#### [Task prompt]
Repeat each of the records below word for word, keeping every line unchanged.
══ Material
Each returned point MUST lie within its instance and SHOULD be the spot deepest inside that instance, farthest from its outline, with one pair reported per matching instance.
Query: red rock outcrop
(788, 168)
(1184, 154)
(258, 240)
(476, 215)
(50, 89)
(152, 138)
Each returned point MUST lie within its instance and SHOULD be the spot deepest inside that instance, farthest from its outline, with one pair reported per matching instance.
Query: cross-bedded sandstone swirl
════
#### [The output]
Each returned point MUST lie within its instance and SHOULD be the spot deepest inside that instance, farthest from its outline, with one pair reported per matching instance.
Query: red rock outcrop
(788, 168)
(1184, 154)
(258, 240)
(476, 215)
(50, 89)
(152, 138)
Each returned point MUST lie within its instance and SHOULD be the spot deepest inside that instance, farthest from its outline, with one pair reported per matching instance.
Query: cross-bedded sandstone swirl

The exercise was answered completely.